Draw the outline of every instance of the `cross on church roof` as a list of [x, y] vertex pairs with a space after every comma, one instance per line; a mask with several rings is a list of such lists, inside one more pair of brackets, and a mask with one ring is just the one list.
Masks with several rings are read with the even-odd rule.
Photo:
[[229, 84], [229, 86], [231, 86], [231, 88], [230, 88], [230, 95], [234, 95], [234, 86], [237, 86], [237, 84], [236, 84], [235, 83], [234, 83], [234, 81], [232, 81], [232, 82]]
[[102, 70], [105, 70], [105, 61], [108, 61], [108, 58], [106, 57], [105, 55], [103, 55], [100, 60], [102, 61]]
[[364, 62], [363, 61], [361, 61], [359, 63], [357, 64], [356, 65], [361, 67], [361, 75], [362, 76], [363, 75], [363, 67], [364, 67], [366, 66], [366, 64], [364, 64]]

________

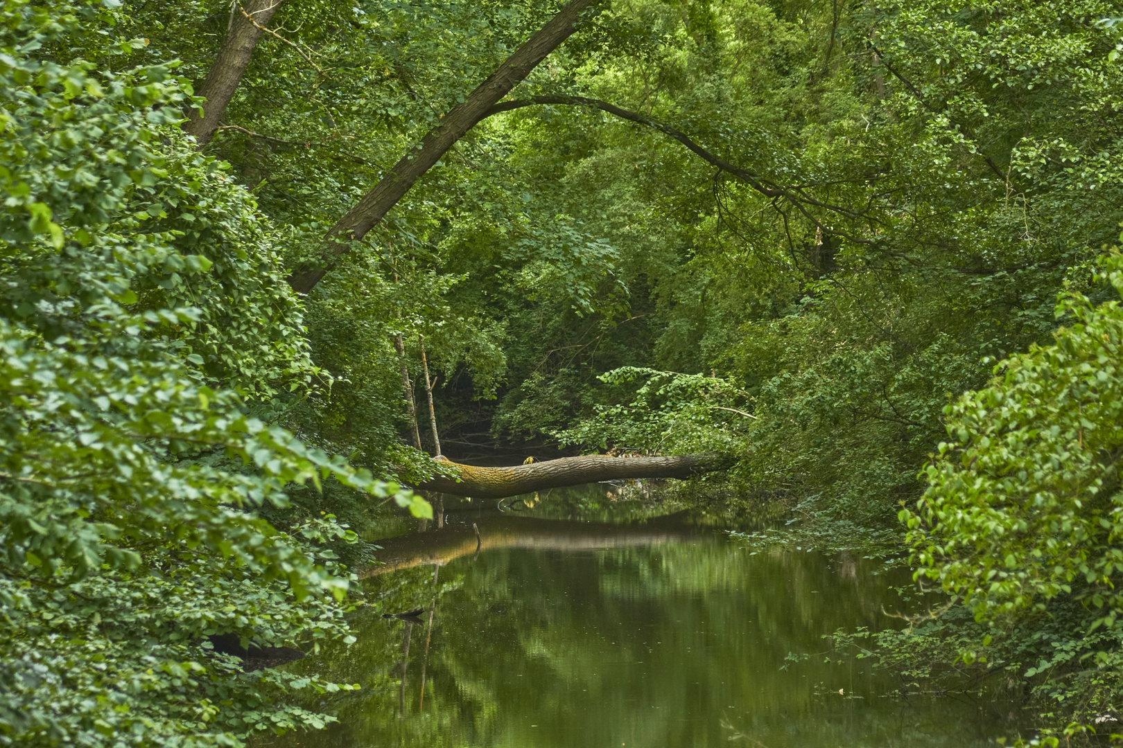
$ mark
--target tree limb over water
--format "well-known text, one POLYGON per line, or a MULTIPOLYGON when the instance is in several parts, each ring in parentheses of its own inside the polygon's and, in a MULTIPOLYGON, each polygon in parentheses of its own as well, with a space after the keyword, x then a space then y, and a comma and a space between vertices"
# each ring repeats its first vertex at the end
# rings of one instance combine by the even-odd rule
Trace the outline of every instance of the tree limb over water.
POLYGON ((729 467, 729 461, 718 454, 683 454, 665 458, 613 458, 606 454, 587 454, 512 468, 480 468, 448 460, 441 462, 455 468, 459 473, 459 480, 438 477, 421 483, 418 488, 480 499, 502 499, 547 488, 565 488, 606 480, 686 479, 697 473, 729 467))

________

> [What the exercise asks]:
Please reproduce the stretch from the line containing "Draw the outline" through the line containing "64], [364, 64]]", copying those lines without any change.

> [Correct result]:
Draw the outline of every instance of the `cross on church roof` as a list of [x, y] vertex pairs with a space after every comma, one instance per line; a mask with several rings is a list of such lists, inside one more pair of brackets, and a mask with one ring is just the one list.
Masks with several rings are read with the even-odd rule.
Photo:
[[229, 84], [229, 86], [231, 86], [231, 88], [230, 88], [230, 95], [234, 95], [234, 86], [237, 86], [237, 84], [236, 84], [235, 83], [234, 83], [234, 81], [232, 81], [232, 82]]
[[102, 70], [105, 70], [105, 61], [108, 61], [108, 58], [106, 57], [105, 55], [103, 55], [100, 60], [102, 61]]
[[364, 62], [363, 61], [361, 61], [359, 63], [357, 64], [356, 65], [361, 67], [361, 75], [362, 76], [363, 75], [363, 67], [364, 67], [366, 66], [366, 64], [364, 64]]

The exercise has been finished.